• _The request_
Rewrite the lines between the line holding "mountain, that would help a great deal." and the line holding "111], [51, 104]]", inclusive, with "snow-capped mountain" changed to "snowy peak" and everything else left as it is.

(Items taken from a collection)
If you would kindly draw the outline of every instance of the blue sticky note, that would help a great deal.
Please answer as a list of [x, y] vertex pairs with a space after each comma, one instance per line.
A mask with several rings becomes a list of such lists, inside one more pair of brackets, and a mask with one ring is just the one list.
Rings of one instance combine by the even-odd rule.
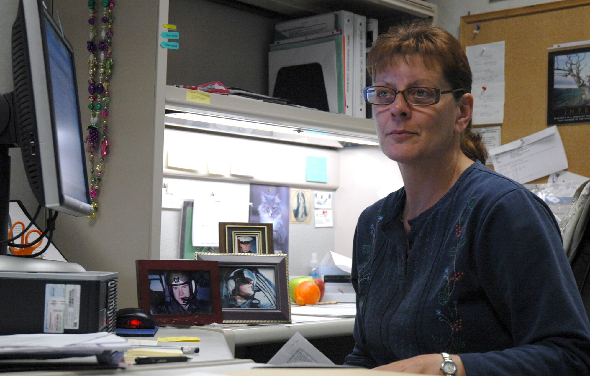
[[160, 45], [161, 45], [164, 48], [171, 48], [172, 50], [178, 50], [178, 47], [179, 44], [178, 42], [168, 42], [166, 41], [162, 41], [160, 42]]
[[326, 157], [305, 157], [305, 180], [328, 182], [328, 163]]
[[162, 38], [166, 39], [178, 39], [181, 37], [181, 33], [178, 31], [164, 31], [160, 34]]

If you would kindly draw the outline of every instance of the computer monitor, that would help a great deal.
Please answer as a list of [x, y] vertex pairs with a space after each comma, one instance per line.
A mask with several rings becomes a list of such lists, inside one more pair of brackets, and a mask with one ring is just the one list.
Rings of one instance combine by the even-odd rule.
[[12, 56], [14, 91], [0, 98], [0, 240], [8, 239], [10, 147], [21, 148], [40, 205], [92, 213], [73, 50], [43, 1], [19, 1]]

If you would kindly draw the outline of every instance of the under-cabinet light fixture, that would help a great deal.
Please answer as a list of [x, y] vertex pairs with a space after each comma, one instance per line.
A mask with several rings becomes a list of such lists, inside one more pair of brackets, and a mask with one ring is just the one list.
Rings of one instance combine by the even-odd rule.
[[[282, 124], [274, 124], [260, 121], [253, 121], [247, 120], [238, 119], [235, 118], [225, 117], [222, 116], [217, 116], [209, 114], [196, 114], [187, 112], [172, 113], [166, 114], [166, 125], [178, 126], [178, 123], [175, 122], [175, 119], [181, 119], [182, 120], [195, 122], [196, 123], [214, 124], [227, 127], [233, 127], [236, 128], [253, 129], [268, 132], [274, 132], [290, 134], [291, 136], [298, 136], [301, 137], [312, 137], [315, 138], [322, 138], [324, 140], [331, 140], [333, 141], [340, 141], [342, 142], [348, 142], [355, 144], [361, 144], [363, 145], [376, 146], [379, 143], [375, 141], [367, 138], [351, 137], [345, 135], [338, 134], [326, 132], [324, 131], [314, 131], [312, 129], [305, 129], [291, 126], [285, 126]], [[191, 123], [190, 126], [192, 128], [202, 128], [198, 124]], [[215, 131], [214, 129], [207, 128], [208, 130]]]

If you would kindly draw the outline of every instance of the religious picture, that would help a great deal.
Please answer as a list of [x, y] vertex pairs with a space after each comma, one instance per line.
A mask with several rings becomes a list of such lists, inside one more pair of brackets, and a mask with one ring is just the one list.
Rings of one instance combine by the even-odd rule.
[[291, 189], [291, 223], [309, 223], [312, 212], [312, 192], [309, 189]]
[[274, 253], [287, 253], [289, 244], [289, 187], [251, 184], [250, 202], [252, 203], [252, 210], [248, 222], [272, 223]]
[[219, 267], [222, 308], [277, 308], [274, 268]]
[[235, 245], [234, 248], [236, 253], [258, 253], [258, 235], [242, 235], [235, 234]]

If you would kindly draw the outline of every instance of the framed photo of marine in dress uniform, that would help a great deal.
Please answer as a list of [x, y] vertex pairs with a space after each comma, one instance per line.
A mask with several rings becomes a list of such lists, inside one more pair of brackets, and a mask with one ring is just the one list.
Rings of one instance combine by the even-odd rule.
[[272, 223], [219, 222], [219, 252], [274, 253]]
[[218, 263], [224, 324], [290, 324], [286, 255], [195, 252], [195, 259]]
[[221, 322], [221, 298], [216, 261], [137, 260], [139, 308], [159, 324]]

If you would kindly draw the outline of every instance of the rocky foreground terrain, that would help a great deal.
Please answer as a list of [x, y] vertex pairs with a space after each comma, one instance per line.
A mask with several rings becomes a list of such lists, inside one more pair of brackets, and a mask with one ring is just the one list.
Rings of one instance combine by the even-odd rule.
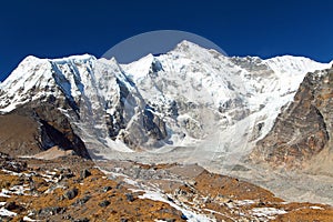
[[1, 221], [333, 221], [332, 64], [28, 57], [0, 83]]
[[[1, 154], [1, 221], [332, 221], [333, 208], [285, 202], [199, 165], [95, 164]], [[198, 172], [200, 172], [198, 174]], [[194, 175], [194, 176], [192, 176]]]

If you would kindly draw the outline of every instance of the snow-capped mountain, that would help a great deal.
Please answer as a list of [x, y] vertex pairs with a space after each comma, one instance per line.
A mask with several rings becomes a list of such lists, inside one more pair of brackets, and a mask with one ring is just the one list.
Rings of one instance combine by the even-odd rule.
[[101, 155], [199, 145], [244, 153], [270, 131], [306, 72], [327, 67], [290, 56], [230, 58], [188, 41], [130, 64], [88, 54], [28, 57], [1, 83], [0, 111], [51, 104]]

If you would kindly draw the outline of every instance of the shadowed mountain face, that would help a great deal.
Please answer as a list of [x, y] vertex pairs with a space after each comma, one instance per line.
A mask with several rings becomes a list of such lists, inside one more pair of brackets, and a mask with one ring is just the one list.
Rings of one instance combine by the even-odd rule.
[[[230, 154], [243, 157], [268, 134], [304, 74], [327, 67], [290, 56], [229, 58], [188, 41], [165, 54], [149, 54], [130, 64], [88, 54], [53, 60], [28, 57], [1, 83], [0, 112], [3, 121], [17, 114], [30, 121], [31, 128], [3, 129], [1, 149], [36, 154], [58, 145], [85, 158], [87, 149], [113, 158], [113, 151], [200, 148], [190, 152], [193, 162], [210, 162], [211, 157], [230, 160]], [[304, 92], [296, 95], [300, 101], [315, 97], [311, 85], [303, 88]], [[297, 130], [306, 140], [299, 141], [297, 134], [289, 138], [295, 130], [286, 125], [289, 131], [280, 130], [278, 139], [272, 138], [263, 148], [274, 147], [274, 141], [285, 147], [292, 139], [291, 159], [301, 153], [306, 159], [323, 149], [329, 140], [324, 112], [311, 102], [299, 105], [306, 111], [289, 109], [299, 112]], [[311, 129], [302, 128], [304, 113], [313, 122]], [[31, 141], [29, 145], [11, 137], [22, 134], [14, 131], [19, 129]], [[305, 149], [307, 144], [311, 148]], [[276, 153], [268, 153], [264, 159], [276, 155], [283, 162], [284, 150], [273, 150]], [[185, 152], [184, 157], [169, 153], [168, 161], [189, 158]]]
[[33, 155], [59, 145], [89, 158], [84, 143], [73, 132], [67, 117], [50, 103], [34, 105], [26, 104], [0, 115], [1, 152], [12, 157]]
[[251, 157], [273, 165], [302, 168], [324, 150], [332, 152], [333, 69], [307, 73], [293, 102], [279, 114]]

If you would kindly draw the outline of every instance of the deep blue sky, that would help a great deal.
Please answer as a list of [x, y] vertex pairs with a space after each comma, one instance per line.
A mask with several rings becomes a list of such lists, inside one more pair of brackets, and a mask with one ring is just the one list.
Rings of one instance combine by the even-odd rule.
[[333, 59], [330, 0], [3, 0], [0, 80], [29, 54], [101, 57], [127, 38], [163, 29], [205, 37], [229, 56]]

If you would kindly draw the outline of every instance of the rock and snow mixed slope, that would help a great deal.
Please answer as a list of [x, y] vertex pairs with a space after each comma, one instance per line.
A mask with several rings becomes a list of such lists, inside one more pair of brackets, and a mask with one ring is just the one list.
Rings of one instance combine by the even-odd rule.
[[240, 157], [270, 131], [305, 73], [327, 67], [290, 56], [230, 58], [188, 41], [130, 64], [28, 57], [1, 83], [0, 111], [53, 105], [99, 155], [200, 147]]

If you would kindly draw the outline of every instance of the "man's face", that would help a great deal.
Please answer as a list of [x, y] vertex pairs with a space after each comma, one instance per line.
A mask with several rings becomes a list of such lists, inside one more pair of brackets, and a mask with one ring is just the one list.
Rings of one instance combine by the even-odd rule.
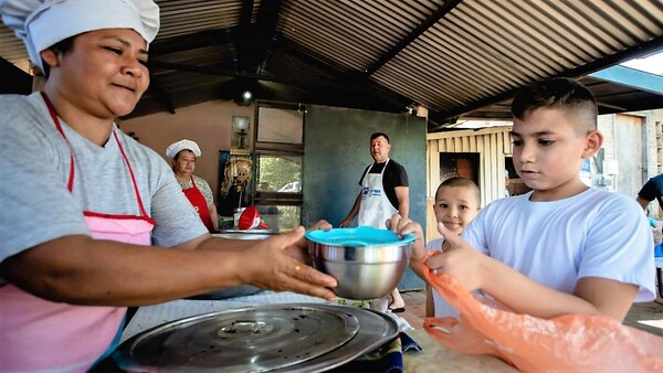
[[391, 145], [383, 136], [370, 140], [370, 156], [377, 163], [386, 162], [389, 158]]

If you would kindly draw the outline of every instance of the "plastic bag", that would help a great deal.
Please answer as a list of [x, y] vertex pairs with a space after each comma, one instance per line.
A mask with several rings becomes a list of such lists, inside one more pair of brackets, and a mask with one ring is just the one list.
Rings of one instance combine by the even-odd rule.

• _The output_
If you would kindly draw the outline of every instance of the snowy peak, that would help a great deal.
Please answer as a list of [x, y] vertex pairs with a space after each comma, one instance per line.
A mask with several rings becomes a list of such lists, inside one more pair of brackets, and a mask with one ring is just the one list.
Rings of one instance combine by the even-odd rule.
[[101, 155], [199, 145], [244, 153], [270, 131], [306, 72], [327, 67], [290, 56], [230, 58], [188, 41], [130, 64], [88, 54], [28, 57], [1, 83], [0, 111], [51, 104]]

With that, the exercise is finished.